• **Description of the task**
The whole listing below is to be repeated without alteration.

• **Data under study**
□ □ □ □

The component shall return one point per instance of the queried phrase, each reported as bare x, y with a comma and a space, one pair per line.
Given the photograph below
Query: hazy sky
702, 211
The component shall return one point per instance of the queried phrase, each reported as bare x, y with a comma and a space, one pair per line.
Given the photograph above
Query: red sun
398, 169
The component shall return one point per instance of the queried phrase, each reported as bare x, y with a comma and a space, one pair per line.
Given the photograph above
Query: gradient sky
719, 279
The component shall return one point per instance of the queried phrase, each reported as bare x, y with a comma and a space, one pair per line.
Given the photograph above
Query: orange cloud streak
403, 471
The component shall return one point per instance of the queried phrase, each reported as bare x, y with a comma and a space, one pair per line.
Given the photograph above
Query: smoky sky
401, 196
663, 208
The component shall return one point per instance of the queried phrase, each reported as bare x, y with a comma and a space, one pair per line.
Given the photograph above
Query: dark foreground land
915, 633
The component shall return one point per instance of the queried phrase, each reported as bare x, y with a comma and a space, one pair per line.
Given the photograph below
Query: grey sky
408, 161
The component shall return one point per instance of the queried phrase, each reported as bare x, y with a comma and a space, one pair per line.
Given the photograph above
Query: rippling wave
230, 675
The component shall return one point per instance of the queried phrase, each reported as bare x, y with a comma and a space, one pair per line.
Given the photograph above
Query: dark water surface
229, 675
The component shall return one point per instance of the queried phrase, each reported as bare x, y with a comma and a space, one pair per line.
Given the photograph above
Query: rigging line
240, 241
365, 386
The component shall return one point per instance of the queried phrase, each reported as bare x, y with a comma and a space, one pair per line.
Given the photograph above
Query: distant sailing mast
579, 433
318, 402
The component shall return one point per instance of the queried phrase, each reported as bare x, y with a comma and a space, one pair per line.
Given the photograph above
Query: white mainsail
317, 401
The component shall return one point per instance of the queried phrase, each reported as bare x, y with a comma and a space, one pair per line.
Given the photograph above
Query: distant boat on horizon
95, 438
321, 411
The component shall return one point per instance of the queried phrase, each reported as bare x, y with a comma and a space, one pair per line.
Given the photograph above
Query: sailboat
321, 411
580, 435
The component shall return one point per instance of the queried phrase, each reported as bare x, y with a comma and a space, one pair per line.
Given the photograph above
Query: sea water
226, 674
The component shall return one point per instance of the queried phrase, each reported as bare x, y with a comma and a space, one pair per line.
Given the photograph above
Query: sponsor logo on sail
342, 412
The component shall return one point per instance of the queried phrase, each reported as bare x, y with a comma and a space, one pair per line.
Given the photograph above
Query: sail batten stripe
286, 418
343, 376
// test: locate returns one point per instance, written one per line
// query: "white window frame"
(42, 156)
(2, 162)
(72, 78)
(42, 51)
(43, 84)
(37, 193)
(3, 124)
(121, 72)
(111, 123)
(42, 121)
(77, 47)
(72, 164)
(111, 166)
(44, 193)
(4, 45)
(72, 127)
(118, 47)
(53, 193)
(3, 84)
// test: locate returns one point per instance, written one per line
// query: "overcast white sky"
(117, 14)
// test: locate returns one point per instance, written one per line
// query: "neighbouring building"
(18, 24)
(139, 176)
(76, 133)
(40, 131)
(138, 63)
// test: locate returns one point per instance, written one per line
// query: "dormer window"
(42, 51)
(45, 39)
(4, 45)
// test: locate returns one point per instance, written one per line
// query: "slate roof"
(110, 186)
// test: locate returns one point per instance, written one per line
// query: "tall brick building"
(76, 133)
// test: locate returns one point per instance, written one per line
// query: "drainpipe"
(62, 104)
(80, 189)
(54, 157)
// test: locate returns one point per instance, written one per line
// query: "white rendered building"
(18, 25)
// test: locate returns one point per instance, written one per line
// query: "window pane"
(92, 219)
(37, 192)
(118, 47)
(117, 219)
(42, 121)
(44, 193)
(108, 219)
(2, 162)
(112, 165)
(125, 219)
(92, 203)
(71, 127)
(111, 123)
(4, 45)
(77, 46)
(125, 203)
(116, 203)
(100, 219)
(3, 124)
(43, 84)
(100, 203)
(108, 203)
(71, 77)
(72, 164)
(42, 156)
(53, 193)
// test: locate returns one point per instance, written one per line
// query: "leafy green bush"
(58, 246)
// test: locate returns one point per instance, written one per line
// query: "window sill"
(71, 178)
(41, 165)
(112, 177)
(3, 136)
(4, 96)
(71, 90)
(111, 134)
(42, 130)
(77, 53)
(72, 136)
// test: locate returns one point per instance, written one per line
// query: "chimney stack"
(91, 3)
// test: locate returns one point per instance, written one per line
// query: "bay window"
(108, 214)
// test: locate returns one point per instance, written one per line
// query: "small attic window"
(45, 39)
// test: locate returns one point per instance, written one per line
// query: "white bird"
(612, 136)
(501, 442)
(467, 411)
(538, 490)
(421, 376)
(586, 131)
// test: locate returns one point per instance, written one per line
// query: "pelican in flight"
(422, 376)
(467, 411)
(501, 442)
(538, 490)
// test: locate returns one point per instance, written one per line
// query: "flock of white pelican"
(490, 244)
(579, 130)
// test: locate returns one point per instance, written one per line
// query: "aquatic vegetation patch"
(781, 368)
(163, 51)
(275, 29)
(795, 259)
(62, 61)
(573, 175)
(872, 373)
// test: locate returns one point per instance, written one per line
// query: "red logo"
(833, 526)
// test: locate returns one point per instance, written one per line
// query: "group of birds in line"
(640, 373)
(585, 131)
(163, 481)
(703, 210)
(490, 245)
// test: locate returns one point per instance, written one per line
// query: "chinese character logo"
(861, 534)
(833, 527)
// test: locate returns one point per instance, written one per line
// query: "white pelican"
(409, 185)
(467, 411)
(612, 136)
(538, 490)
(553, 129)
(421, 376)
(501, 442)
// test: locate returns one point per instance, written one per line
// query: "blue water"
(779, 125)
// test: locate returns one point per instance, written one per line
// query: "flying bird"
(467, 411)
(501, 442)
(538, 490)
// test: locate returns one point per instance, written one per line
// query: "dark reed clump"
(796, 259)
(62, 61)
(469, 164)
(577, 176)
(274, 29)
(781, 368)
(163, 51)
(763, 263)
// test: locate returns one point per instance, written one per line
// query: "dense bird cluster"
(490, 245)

□ □ □ □

• **Task result**
The component shall return one point per instance of the queried phrase, each reported as bare x, y with a comma and a space, one pair per line.
Given the photograph below
Query: hazy sky
702, 211
The component shall return one point per instance of the queried phrase, each reported as bare x, y with a comma and a space, one pair per line.
Given the photograph above
Query: red sun
398, 169
The component shall return one point per instance of the queried phrase, each reported as bare x, y with a comma and a space, one pair per line.
Given the photograph above
Query: gradient sky
719, 279
The component shall return one point per instance of the queried phrase, each reported as bare x, y with a comma and a space, one pair per line.
Given the photograph above
Query: orange cloud streak
403, 471
The component shall return one point per instance of the queried phrase, each reported as bare x, y with a comma and a space, one pair per line.
Given the photograph above
Query: smoky sky
401, 196
663, 208
The component shall return one point per instance of the queried phrase, each reported as bare x, y with a comma and a space, one pair per line.
Given the photograph above
Query: dark foreground land
915, 633
The component shall return one point per instance of the queried phrase, each reported as bare x, y with a comma and a space, one pair per line.
Given the photograph below
Query: grey sky
408, 161
The component shall return one point per instance of the queried phrase, each reported as bare x, y with a comma and a space, one pair per line.
Given the photograph above
Query: rippling wave
230, 675
The component shall return one point per instance of the queried phrase, each reported as bare x, y with a comma and a space, one pair per line.
Given the photograph above
Query: dark water surface
229, 675
The component shall return one point per instance of the queried phrase, each reported as bare x, y with a comma and a space, one pair per line.
Given the photograph above
Query: rigging line
240, 241
365, 386
The component shall return one point per instance of the queried phrase, each reported as bare x, y with a comma and a space, one pair per line.
Given the photograph above
Query: distant sailing mast
579, 433
318, 402
The component shall return one point per instance of the queried phrase, each reported as bare x, y with a comma and a space, one pair per line.
Given the photograph above
Query: white mainsail
317, 401
The component shall return one point per instance of the queried phrase, each reported as bare x, y with a comma and a space, one pair per line.
Given the photograph above
Query: distant boat on horizon
95, 438
321, 411
The component shall return one point per instance of the queried phrase, each reported as bare x, y with a comma and a space, one pair per line.
Given the photograph above
Query: sailboat
321, 411
580, 435
The component shall return one point per instance of the queried phrase, each reported as bare x, y with a comma and a space, one pair per line.
Given the photograph above
Query: sea water
226, 674
The component shall return one point per instance of the queried phrase, each reported as bare x, y with a comma and a space, one pair per line.
Given the photograph above
Query: sponsor logo on sail
342, 412
The component shall return one point per instance of the queried phrase, each reported as bare x, y with a comma and a space, one pair per line.
Given the photograph above
Query: sail batten stripe
286, 418
343, 376
// test: locate returns one point per instance, written one per line
// query: "white window frame"
(42, 156)
(2, 162)
(72, 78)
(42, 51)
(43, 84)
(37, 193)
(3, 124)
(121, 72)
(111, 123)
(42, 121)
(77, 47)
(72, 164)
(111, 166)
(44, 193)
(4, 45)
(72, 127)
(118, 47)
(53, 193)
(3, 84)
// test: locate returns one point per instance, written one per line
// query: "overcast white sky"
(117, 14)
// test: locate returns one point per instance, written one per line
// query: "neighbouring building"
(18, 24)
(139, 176)
(76, 133)
(40, 131)
(138, 63)
// test: locate returns one point per instance, written one per line
// query: "dormer window"
(42, 51)
(45, 39)
(4, 45)
// test: locate returns one point per instance, written one per line
// query: "slate roof"
(110, 186)
// test: locate returns one point per instance, written one per line
// query: "tall brick building"
(76, 133)
// test: locate returns one point per instance, written one per line
// query: "drainpipe"
(62, 104)
(80, 189)
(54, 157)
// test: locate returns one point per instance, written one per line
// query: "white rendered building"
(18, 25)
// test: locate returns one point per instance, written one per line
// query: "window pane"
(92, 219)
(37, 192)
(118, 47)
(117, 219)
(42, 121)
(44, 193)
(108, 219)
(2, 162)
(112, 165)
(125, 219)
(92, 203)
(71, 127)
(111, 123)
(4, 45)
(77, 46)
(125, 203)
(116, 203)
(100, 219)
(3, 124)
(43, 84)
(100, 203)
(108, 203)
(71, 77)
(72, 164)
(42, 156)
(53, 193)
// test: locate returns one point per instance, written one per line
// query: "leafy green bush"
(58, 246)
// test: locate returns one point per instance, written one per line
// query: "window sill"
(71, 178)
(41, 165)
(112, 177)
(3, 136)
(4, 96)
(71, 90)
(111, 134)
(42, 130)
(77, 53)
(72, 136)
// test: locate returns one point per instance, written one per line
// query: "chimney stack"
(91, 3)
// test: locate returns one point per instance, written one per line
// query: "bay window"
(108, 214)
// test: locate returns one point per instance, written one per line
// query: "small attic window"
(45, 39)
// test: locate returns one point per instance, written one per line
// query: "white bird"
(612, 136)
(501, 442)
(467, 411)
(538, 490)
(421, 376)
(586, 131)
// test: locate returns one point per instance, written one per line
// query: "pelican in flight"
(422, 376)
(467, 411)
(501, 442)
(538, 490)
// test: locate returns one point per instance, written one per line
// query: "flock of white pelican"
(490, 244)
(579, 130)
// test: locate returns one point per instance, written one per line
// query: "aquatic vegetation patch"
(781, 368)
(163, 51)
(275, 29)
(795, 259)
(62, 61)
(573, 175)
(872, 373)
// test: locate returns one point per instance, written one per line
// query: "red logo"
(833, 526)
// test: locate returns one point per instance, written one per line
// query: "group of birds in line"
(640, 373)
(585, 131)
(163, 481)
(703, 210)
(490, 245)
// test: locate returns one point per instance, written one per line
// query: "chinese character logo"
(861, 534)
(833, 527)
// test: locate returns one point per instance, written one per line
// query: "white pelican"
(409, 185)
(467, 411)
(612, 136)
(538, 490)
(553, 129)
(421, 376)
(501, 442)
// test: locate returns one point per instance, written one per line
// query: "blue water"
(779, 125)
// test: locate returns one point per instance, written one per line
// query: "flying bird"
(467, 411)
(501, 442)
(538, 490)
// test: locate returns one point per instance, written one per line
// query: "dark reed clump"
(796, 259)
(62, 61)
(469, 164)
(577, 176)
(274, 29)
(781, 368)
(163, 51)
(763, 263)
// test: locate returns one point per instance, written one per line
// query: "dense bird cluster"
(490, 245)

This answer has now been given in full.